The pre-credits sequence has Sam (Jodie Whittaker) robbed at knifepoint by Moses (John Boyega) – his name, given his final act of courageous leadership, is staggeringly unsubtle – Pest (Alex Esmail), Dennis (Franz Drameh), Jerome (Leeon Jones) and Biggz (Simon Howard), during which attack another attack occurs (see what I did there?) and our lovable rascals find themselves battling aliens who plummet to earth during a Bonfire Night fireworks display.

Sorry to labour a point here (I actually enjoyed much about the film, honest!) but the suggestion if you rob a lone woman by pulling a knife on her and knocking her to the pavement, she should somehow be grateful that she wasn’t raped or killed into the bargain is a concept I’m having a fuckton of trouble trying to get my head round. I’m also throwing up a big fat “does not compute” at the knowledge that Cornish was one mugged in like manner and started to wonder whether his aggressors weren’t in fact as scared as he was. Now, I’ve been on the receiving end of hoodie thuggery myself (one punch to the face, one attempted boot to the kidneys which I fortunately managed to deflect), and I can tell you that with a film crew and a budget at my disposal, my artistic response would have been closer to ‘Harry Brown’ than ‘Attack the Block’!

Anyway, Moses and his crew are attacked by something that looks like it didn’t quite make the casting call for ‘Alien’. They respond by tracking it down to a kids’ playground and kicking the shit out of it under a climbing frame. Kudos to Cornish and his DoP Thomas Townend: they turn in some pseudo-iconic Spielbergian imagery while at the same time effectively pointing up the absurdity of the moment. (Similarly, a scene where one of the gang straps a samurai sword to his back, straddles a motorcycle and roars off to get some payback is wonderfully puncture by a cut that shows him puttering away on a 10cc moped with a pizza-delivery box on the back decorated with a learner driver sticker.)

Sorry, another digression there. Anyway, they haul the extraterrestrial corpse back to their council estate apartment block, Wyndham Tower*, where they stow it in Ron’s weed room (“What’s Ron’s weed room?” “It’s a big room full of weed. And it’s Ron’s”) while they figure out the best way to fiscally exploit their find. The lugubrious Ron (Nick Frost) works for edgy crime boss Hi-Hatz (Jumayn Hunter) who, after a misunderstanding, decides he wants Moses’s head on a plate. As do the police, since Sam has by now reported the mugging.

> **STORED RECORDS**:
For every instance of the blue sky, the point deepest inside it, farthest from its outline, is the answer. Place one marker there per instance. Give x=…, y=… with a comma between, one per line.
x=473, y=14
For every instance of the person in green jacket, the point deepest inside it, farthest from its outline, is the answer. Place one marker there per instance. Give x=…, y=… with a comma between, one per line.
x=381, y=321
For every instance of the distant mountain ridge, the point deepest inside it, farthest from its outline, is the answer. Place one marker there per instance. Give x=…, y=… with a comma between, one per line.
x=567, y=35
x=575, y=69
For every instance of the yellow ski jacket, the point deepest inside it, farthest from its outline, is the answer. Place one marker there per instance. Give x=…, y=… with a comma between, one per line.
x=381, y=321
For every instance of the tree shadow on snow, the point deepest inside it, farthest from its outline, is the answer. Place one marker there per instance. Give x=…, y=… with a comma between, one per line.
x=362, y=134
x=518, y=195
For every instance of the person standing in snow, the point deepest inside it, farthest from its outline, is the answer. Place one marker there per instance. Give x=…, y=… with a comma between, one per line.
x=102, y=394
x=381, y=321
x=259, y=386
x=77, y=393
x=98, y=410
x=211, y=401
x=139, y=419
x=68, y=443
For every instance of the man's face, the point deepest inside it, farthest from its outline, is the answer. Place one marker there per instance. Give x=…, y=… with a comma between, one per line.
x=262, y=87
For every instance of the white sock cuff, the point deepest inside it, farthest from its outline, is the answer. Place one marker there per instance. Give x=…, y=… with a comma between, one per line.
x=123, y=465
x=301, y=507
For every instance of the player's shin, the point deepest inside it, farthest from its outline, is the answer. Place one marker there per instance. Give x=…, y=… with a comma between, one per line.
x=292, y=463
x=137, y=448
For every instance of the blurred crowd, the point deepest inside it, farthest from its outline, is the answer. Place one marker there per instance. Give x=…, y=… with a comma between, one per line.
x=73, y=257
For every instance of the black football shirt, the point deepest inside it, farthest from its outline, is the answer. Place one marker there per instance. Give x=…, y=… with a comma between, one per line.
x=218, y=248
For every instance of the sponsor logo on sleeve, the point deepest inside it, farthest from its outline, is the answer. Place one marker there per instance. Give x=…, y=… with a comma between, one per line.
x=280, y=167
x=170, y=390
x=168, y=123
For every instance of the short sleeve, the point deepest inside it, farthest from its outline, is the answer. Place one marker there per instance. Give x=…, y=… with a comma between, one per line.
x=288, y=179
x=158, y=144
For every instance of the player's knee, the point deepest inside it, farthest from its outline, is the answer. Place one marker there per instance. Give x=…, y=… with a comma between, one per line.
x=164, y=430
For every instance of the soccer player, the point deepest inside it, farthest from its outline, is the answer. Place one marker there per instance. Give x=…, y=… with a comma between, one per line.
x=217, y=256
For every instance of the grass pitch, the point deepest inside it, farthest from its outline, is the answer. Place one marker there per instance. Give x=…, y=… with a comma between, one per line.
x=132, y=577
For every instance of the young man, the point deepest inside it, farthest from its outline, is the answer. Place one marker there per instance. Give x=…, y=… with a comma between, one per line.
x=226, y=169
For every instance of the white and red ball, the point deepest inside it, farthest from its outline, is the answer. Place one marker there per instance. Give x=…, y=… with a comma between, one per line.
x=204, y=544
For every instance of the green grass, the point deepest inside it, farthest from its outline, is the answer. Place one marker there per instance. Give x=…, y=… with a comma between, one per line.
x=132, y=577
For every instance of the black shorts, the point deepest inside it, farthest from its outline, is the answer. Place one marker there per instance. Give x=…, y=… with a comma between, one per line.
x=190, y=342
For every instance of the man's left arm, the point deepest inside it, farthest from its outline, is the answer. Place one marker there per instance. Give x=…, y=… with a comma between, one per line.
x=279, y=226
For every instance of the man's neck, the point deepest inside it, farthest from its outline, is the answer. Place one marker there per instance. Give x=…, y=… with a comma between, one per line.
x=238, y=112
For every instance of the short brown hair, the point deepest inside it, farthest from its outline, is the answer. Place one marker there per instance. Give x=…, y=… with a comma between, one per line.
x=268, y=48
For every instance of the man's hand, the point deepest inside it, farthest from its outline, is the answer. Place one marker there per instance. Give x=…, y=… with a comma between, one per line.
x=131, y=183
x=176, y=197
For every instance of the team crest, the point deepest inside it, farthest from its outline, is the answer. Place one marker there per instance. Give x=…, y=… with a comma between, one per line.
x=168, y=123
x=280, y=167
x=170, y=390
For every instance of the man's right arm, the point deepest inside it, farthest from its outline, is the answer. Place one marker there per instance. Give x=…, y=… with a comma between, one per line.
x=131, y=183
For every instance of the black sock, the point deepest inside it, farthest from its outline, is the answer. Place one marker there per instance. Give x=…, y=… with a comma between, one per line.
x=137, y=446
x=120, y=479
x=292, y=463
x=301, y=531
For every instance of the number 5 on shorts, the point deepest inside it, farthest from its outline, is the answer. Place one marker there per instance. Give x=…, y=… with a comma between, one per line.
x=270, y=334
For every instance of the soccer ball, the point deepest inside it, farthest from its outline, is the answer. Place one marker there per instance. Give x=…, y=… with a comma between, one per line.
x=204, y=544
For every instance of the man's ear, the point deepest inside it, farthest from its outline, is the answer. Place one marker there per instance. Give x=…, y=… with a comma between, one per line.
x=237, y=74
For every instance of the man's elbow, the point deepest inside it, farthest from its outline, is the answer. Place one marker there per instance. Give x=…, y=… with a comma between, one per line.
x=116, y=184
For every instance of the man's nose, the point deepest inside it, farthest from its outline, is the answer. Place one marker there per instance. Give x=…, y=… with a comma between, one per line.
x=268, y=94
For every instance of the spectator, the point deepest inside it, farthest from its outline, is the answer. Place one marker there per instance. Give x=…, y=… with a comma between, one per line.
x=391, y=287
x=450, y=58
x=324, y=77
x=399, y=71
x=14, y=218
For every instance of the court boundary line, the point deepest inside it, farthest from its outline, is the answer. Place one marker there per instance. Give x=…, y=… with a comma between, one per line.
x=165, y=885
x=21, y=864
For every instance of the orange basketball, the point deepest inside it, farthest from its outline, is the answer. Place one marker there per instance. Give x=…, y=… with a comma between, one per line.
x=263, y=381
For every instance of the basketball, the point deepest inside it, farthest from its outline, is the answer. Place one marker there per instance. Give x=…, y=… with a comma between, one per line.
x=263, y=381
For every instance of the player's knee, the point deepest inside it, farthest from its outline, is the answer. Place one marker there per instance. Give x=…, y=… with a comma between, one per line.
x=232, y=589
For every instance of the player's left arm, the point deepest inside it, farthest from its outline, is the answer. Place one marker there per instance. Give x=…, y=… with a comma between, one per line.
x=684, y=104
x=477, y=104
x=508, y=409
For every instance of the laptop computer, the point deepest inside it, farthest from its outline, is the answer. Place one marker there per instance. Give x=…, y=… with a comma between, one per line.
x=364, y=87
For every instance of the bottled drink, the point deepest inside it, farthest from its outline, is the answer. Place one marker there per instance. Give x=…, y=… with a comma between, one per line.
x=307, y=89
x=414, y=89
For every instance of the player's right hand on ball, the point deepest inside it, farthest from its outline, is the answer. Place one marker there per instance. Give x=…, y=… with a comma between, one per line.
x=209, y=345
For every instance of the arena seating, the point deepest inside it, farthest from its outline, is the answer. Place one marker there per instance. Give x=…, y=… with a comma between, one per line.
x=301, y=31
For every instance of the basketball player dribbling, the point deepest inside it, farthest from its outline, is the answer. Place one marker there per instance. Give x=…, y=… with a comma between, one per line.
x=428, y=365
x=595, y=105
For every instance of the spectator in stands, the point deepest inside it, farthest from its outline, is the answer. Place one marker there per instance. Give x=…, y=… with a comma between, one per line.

> **EXERCISES TO COMPLETE**:
**A.** Reproduce word for word the stretch of the film review from "Anyway, Moses and" through "learner driver sticker.)".
**B.** Quote the records from the line that contains "For every instance of the number" through the line that contains "x=116, y=184".
The film review and the records have no connection to each other.

> **ANSWERS TO THE TASKS**:
**A.**
Anyway, Moses and his crew are attacked by something that looks like it didn’t quite make the casting call for ‘Alien’. They respond by tracking it down to a kids’ playground and kicking the shit out of it under a climbing frame. Kudos to Cornish and his DoP Thomas Townend: they turn in some pseudo-iconic Spielbergian imagery while at the same time effectively pointing up the absurdity of the moment. (Similarly, a scene where one of the gang straps a samurai sword to his back, straddles a motorcycle and roars off to get some payback is wonderfully puncture by a cut that shows him puttering away on a 10cc moped with a pizza-delivery box on the back decorated with a learner driver sticker.)

**B.**
For every instance of the number 5 on shorts, the point deepest inside it, farthest from its outline, is the answer. Place one marker there per instance. Give x=…, y=… with a comma between, one per line.
x=270, y=334
For every instance of the soccer ball, the point deepest inside it, farthest from its outline, is the answer. Place one marker there per instance. Give x=…, y=… with a comma between, one per line.
x=204, y=544
For every instance of the man's ear, the point deepest inside it, farthest from its outline, is the answer. Place one marker there per instance. Give x=…, y=… with a comma between, one per line.
x=237, y=74
For every instance of the man's elbow, the point deepest inside it, farthest from its outline, is the answer. Place one marker there per instance. Give x=…, y=… with a comma between, one per line.
x=116, y=184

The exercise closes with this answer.